Texto para leitura
^^^^^^^^^^^^^^^^

Confirmada a validez do celibato


14 Julgamos portanto que a lei vigente do celibato consagrado deve, ainda hoje, acompanhar firmemente o ministério eclesiástico; deve tornar possível ao ministro a sua escolha, exclusiva, perene e total, do amor único e supremo de Cristo e a sua dedicação ao culto de Deus e ao serviço da Igreja, e deve ser característica do seu estado de vida, tanto na comunidade dos fiéis como na profana.

Poder da Igreja


15 É certo que o carisma da vocação sacerdotal, ordenada ao culto divino e ao serviço religioso e pastoral do Povo de Deus, se distingue do carisma que leva à escolha do celibato como estado de vida consagrada (cf. nn. 5 e 7); mas a vocação sacerdotal, ainda que divina na sua inspiração, não se torna definitiva e operante sem o exame e a aceitação de quem possui na Igreja o poder e a responsabilidade do ministério ao serviço da comunidade eclesial; e pertence por conseguinte à autoridade da Igreja estabelecer, segundo os tempos e os lugares, quais devam ser em concreto os homens e quais os requisitos exigidos para que possam considerar-se aptos para o serviço religioso e pastoral da mesma Igreja.

Finalidade da Encíclica


16 Guiando-nos pelo espírito de fé, consideramos portanto favorável a ocasião, que nos é oferecida pela Divina Providência, de explicarmos de novo e de maneira mais adaptada aos homens do nosso tempo as razões profundas do celibato consagrado, pois, se as dificuldades contra a fé "podem estimular o espírito à mais cuidadosa e profunda inteligência" da mesma, (3) não acontece diferentemente com a disciplina eclesiástica, que dirige a vida dos crentes.

^^^^^^^^^^^^^^^^

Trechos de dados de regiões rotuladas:
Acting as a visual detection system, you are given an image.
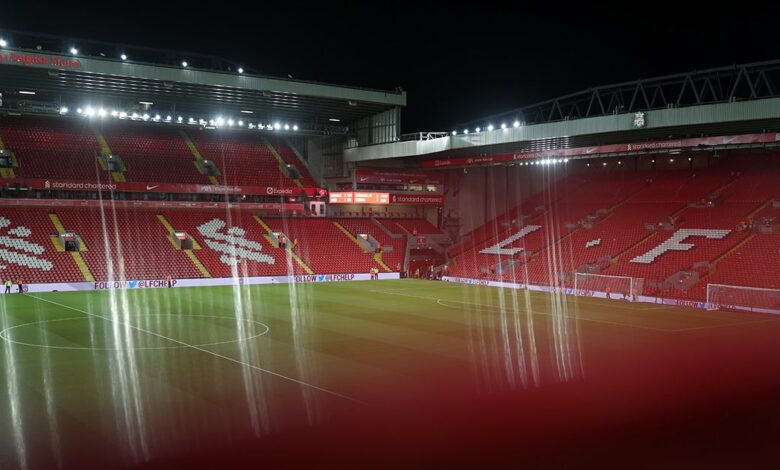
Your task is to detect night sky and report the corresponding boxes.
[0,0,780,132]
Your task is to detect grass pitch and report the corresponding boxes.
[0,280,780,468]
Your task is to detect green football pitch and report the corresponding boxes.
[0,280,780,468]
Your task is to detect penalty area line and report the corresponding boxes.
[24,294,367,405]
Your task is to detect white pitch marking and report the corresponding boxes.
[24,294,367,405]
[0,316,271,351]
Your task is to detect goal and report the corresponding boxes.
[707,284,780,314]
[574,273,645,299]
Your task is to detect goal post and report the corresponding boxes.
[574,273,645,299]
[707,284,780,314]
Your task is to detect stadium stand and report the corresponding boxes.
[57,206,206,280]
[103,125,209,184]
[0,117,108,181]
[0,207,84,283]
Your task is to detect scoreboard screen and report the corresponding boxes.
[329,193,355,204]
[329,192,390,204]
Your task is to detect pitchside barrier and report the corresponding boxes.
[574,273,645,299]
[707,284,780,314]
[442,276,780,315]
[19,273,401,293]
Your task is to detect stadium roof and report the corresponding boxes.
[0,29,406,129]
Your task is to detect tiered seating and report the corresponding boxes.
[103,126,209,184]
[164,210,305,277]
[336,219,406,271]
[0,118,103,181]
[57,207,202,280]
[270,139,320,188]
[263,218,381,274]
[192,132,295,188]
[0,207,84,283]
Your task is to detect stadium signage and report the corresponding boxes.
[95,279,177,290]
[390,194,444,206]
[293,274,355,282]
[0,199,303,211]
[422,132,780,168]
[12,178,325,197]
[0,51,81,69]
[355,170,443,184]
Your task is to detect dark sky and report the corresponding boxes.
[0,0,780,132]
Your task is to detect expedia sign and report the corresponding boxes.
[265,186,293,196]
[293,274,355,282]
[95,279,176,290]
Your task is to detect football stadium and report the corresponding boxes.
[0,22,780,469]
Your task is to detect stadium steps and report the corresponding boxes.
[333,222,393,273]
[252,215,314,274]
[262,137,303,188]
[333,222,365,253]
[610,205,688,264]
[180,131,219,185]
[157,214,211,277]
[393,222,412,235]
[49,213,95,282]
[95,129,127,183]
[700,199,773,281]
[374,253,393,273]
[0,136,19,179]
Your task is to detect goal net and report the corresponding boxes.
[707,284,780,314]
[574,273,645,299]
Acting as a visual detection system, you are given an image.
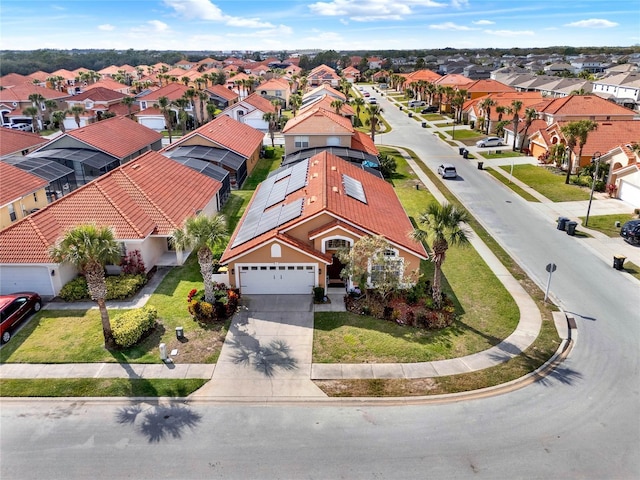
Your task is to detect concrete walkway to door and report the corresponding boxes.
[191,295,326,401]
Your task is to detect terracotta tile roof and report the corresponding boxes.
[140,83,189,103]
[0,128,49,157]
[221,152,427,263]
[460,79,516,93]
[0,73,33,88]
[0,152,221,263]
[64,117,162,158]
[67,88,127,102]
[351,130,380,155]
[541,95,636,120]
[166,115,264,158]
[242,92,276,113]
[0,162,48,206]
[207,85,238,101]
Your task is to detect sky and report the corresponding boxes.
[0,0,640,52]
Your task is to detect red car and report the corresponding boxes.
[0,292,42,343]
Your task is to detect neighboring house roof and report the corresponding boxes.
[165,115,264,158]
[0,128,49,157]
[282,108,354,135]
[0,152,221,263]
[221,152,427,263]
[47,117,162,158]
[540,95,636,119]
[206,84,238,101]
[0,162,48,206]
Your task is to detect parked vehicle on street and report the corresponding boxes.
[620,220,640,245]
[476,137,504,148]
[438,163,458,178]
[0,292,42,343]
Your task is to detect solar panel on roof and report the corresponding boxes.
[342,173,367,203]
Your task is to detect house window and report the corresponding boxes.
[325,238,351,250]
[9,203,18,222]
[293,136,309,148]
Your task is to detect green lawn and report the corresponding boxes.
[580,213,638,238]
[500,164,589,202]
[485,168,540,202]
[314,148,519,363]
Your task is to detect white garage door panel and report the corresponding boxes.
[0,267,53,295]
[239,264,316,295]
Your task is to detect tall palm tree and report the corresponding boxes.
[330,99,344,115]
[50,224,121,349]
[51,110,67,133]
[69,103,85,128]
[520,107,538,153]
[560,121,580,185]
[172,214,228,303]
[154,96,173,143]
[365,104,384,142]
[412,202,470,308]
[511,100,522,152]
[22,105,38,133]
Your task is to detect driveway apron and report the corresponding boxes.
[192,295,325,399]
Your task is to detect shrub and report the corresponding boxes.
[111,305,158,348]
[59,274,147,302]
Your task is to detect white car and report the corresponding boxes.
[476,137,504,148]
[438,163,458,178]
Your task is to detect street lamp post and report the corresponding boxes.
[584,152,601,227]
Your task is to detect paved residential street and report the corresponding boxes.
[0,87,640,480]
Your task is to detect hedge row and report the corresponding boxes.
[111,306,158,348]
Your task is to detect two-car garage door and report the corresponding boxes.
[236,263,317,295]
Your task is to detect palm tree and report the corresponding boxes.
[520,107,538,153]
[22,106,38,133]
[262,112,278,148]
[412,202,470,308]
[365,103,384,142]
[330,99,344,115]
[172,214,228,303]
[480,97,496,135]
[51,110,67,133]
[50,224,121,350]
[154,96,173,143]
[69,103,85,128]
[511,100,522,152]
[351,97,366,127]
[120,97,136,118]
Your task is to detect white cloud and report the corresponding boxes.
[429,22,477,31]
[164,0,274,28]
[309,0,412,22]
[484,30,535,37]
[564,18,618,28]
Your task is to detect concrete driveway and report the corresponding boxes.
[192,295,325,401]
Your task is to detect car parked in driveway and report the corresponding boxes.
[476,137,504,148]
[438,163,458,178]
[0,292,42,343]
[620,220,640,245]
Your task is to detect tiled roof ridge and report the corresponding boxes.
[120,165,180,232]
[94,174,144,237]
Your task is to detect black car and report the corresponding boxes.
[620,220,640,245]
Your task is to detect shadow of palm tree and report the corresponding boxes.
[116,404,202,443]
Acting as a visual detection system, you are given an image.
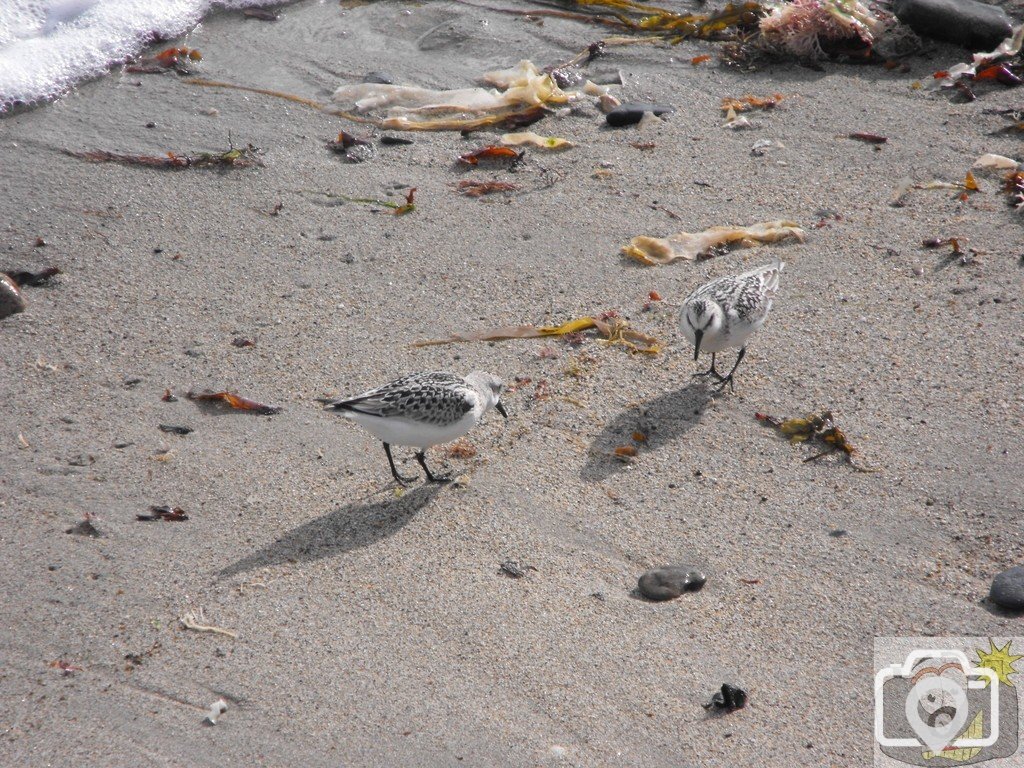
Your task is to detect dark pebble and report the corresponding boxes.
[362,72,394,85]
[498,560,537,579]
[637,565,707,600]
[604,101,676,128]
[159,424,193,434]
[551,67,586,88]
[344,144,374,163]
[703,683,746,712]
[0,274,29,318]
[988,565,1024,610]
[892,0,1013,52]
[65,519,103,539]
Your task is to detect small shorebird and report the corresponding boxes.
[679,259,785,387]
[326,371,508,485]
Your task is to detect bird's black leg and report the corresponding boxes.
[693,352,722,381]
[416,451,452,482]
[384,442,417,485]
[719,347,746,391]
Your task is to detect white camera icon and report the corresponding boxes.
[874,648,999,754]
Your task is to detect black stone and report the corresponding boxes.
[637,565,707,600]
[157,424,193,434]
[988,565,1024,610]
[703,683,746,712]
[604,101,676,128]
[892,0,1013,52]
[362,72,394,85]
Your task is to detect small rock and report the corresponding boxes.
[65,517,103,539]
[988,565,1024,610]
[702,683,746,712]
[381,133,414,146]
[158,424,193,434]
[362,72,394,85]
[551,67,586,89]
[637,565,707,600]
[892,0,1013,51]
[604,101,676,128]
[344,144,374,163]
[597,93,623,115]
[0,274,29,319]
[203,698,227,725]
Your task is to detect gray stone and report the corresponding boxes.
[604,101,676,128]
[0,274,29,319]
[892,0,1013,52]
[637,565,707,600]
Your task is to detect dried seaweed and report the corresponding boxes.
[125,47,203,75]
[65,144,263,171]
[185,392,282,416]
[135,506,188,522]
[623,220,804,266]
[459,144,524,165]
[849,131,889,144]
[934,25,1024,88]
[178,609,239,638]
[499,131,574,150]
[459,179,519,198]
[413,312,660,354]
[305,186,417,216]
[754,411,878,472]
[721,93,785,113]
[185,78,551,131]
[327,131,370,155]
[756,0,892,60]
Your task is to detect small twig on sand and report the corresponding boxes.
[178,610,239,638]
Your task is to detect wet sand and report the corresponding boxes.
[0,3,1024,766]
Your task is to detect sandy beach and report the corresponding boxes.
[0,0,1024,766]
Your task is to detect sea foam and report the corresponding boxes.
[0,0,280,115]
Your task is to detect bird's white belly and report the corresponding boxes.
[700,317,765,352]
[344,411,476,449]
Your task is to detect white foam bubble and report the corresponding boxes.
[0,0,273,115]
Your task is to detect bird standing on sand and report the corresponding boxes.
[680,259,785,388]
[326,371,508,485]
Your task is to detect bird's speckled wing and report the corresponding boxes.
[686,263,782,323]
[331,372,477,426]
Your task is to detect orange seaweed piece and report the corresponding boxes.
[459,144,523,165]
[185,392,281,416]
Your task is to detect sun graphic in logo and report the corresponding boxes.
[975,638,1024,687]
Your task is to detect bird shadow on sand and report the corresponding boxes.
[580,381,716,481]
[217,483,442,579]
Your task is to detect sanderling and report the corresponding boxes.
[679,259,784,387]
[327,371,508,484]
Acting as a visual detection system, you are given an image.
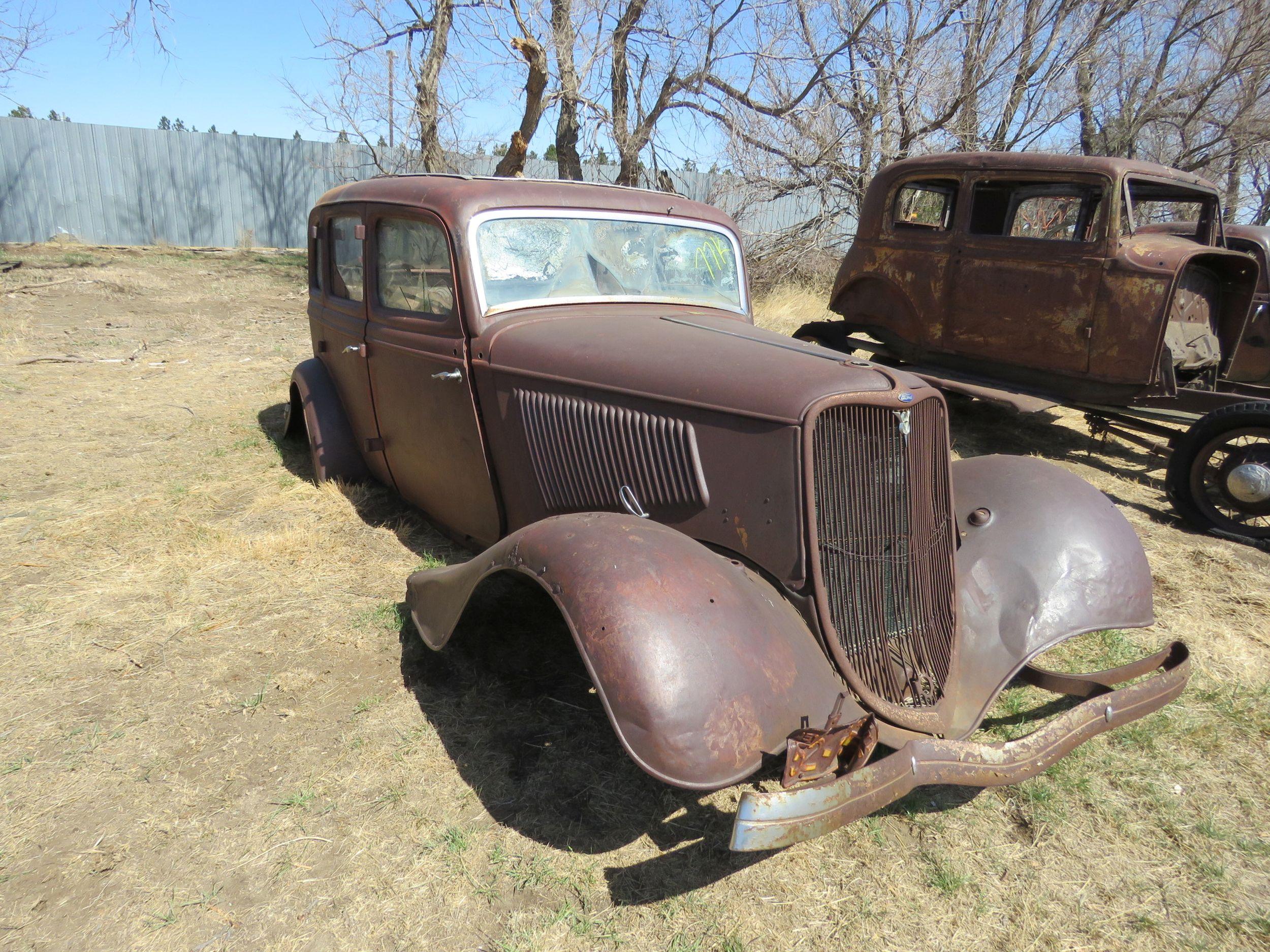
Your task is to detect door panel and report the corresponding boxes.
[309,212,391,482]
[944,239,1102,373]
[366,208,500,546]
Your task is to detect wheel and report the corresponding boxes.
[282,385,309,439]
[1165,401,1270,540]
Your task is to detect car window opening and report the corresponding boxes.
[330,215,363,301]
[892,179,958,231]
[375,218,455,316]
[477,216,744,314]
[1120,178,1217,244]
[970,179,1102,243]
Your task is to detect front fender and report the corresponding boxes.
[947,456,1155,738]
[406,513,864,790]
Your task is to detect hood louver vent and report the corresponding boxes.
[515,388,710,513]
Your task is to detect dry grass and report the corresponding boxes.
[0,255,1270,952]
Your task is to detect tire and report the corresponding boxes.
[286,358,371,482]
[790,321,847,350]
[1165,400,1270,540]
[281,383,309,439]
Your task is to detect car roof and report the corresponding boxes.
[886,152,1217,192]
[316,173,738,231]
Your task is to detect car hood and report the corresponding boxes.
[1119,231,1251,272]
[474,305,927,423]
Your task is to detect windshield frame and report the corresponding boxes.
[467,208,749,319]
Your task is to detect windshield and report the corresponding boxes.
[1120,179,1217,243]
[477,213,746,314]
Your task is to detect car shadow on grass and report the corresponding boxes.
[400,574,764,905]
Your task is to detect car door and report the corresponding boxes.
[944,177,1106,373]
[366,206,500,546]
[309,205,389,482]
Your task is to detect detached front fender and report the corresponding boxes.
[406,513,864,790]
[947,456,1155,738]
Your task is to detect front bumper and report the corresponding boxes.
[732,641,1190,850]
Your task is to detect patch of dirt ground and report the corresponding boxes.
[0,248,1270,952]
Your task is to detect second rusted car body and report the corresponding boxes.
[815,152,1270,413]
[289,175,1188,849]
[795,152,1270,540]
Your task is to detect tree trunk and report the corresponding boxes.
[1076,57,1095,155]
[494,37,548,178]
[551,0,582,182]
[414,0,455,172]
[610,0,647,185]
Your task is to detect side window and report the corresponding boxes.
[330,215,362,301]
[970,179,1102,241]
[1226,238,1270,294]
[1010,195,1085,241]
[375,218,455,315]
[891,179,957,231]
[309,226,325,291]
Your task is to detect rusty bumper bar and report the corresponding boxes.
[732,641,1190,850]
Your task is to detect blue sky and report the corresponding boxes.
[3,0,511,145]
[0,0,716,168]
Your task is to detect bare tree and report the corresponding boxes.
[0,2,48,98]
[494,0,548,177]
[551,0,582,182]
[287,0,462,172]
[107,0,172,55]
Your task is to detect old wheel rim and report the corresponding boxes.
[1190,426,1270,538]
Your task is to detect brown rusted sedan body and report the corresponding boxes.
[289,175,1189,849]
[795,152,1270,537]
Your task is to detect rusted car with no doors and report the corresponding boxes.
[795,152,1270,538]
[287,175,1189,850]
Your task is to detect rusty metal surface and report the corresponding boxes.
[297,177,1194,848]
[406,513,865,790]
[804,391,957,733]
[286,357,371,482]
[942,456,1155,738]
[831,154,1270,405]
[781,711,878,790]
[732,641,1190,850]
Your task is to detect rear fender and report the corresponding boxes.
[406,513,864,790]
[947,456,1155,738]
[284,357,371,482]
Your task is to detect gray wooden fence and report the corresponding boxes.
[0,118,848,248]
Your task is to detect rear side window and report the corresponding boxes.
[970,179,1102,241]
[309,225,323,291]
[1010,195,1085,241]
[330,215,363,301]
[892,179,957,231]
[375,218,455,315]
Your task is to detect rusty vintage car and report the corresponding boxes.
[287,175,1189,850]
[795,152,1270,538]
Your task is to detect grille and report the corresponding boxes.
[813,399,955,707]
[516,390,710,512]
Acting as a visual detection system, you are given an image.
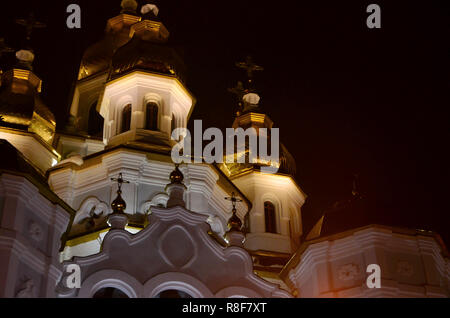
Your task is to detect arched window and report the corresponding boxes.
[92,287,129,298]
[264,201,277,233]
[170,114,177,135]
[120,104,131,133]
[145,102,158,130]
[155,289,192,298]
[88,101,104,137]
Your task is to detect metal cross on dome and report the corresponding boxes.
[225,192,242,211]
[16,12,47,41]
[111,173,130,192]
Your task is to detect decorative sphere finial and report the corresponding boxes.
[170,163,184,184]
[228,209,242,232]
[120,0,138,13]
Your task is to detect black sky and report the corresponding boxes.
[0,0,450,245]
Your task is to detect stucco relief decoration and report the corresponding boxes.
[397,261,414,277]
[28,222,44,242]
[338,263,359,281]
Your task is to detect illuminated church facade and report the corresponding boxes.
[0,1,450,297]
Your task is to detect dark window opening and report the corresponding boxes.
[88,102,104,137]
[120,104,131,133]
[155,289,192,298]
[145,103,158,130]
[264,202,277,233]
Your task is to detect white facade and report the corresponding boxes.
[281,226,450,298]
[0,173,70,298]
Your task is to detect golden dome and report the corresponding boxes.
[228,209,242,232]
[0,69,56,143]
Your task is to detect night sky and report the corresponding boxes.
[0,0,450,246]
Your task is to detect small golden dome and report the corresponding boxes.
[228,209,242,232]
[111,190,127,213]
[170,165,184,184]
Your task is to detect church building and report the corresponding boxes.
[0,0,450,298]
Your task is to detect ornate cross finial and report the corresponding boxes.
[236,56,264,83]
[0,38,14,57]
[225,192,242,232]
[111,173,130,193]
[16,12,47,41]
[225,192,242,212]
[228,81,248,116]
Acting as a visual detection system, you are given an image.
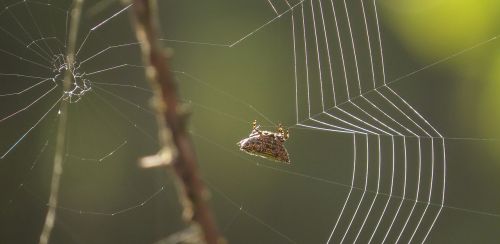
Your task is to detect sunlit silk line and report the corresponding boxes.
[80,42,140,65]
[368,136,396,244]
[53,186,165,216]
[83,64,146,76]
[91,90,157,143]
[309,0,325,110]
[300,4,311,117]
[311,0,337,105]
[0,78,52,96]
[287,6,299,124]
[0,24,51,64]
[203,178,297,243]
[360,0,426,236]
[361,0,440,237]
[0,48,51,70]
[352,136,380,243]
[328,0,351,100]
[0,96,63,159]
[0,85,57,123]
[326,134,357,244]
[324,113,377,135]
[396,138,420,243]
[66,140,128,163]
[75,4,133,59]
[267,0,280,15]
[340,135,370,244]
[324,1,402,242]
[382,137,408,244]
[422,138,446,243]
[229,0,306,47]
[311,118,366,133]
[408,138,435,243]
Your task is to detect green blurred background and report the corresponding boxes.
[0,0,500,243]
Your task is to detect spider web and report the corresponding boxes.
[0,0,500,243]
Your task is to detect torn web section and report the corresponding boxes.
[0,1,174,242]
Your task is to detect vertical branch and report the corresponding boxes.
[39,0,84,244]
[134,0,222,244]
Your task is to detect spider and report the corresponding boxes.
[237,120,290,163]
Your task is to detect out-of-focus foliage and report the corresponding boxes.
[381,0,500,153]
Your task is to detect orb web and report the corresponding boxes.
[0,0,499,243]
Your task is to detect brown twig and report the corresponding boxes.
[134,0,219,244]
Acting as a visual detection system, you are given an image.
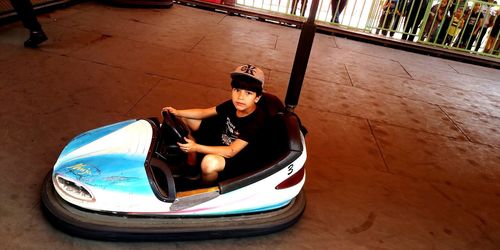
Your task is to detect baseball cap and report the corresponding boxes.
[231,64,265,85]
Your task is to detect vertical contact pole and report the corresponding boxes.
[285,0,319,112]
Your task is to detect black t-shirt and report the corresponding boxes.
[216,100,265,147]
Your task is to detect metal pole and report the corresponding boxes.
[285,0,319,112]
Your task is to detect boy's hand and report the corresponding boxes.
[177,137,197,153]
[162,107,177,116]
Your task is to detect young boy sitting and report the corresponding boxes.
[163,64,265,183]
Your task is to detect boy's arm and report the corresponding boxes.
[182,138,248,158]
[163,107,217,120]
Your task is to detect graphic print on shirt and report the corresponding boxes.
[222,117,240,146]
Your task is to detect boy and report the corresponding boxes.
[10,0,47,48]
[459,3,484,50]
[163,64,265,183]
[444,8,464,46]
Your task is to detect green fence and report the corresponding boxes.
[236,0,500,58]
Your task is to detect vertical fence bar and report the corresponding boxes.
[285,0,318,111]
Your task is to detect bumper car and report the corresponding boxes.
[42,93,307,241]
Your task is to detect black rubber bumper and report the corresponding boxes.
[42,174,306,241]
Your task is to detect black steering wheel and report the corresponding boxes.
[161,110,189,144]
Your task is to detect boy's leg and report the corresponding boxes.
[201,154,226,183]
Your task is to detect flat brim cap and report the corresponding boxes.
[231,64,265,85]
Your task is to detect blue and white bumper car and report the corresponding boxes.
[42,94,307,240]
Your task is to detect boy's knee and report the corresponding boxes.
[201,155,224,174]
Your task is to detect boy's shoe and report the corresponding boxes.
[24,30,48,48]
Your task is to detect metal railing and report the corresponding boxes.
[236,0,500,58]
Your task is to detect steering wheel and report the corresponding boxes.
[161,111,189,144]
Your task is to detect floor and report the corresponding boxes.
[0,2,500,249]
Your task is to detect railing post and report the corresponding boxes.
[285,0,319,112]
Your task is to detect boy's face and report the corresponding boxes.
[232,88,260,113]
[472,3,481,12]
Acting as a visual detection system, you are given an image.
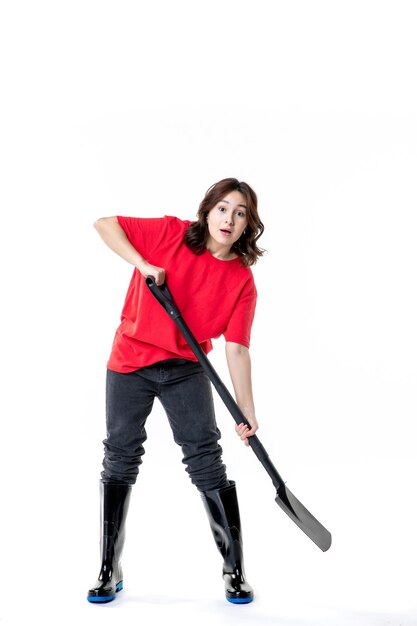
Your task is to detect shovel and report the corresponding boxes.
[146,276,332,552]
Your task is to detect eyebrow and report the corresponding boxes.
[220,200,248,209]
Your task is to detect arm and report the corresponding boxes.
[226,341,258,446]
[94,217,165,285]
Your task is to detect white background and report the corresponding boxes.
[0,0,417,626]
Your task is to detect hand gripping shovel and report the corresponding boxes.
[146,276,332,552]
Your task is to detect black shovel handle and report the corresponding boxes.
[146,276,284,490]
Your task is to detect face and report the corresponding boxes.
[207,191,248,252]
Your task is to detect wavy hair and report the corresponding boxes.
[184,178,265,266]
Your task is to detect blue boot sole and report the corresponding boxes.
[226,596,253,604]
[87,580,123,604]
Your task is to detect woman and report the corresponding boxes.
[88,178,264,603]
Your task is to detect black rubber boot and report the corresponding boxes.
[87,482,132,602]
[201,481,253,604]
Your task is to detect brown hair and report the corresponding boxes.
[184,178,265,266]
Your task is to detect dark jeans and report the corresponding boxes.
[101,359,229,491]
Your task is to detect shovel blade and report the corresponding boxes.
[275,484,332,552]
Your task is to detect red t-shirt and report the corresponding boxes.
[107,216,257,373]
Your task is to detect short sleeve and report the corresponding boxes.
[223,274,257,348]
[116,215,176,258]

^^^^^^^^^^^^^^^^

O que fazer
1 > Troque "disciplina eclesiástica" por "norma eclesiástica" ao reescrever o trecho do texto sobre o celibato que começa em "16 Guiando-nos pelo" e segue até "vida dos crentes.".
2 > Diga se cada afirmação abaixo está de acordo com o texto sobre o celibato, respondendo sim ou não e citando as palavras do texto que decidem a questão.
(a) O carisma da vocação sacerdotal é diferente do carisma que leva à escolha do celibato.
(b) A vocação sacerdotal se torna definitiva sem que ninguém na Igreja a examine.
(c) A lei do celibato consagrado deve deixar de acompanhar o ministério eclesiástico.
3 > Prossiga, por favor, o texto sobre o celibato a partir da última frase apresentada.

Resultados esperados
1 >
16 Guiando-nos pelo espírito de fé, consideramos portanto favorável a ocasião, que nos é oferecida pela Divina Providência, de explicarmos de novo e de maneira mais adaptada aos homens do nosso tempo as razões profundas do celibato consagrado, pois, se as dificuldades contra a fé "podem estimular o espírito à mais cuidadosa e profunda inteligência" da mesma, (3) não acontece diferentemente com a norma eclesiástica, que dirige a vida dos crentes.

2 >
(a) Sim: "se distingue do carisma que leva à escolha do celibato como estado de vida consagrada".
(b) Não: "não se torna definitiva e operante sem o exame e a aceitação de quem possui na Igreja o poder e a responsabilidade do ministério".
(c) Não: "deve, ainda hoje, acompanhar firmemente o ministério eclesiástico".

3 >
Sentimo-nos vibrar de alegria ao contemplar, nestas circunstâncias e desde este ponto de vista, a divina riqueza e beleza da Igreja de Cristo que nem sempre é imediatamente decifrável a olhos humanos, sendo obra do amor do Chefe divino da mesma Igreja e manifestando-se em tal perfeição de santidade (cf. Ef
Ep 5,25-27) que maravilha o espírito do homem e ultrapassa tudo quanto as forças da criatura humana poderiam fazer para explicá-la.


PRIMEIRA PARTE


I. RAZÕES DO CELIBATO CONSAGRADO


Concílio e celibato


17 É certo, conforme declarou o Concílio Ecumênico Vaticano II, que a virgindade "não é requerida pela própria natureza do sacerdócio, como se conclui da prática da Igreja primitiva e da tradição das Igrejas Orientais". (4) Mas o mesmo Sagrado Concílio não hesitou em confirmar solenemente a antiga, sagrada e providencial lei vigente do celibato sacerdotal, expondo também os motivos que a justificam aos olhos de quem sabe apreciar com espírito de fé e com fervor íntimo e generoso os dons divinos.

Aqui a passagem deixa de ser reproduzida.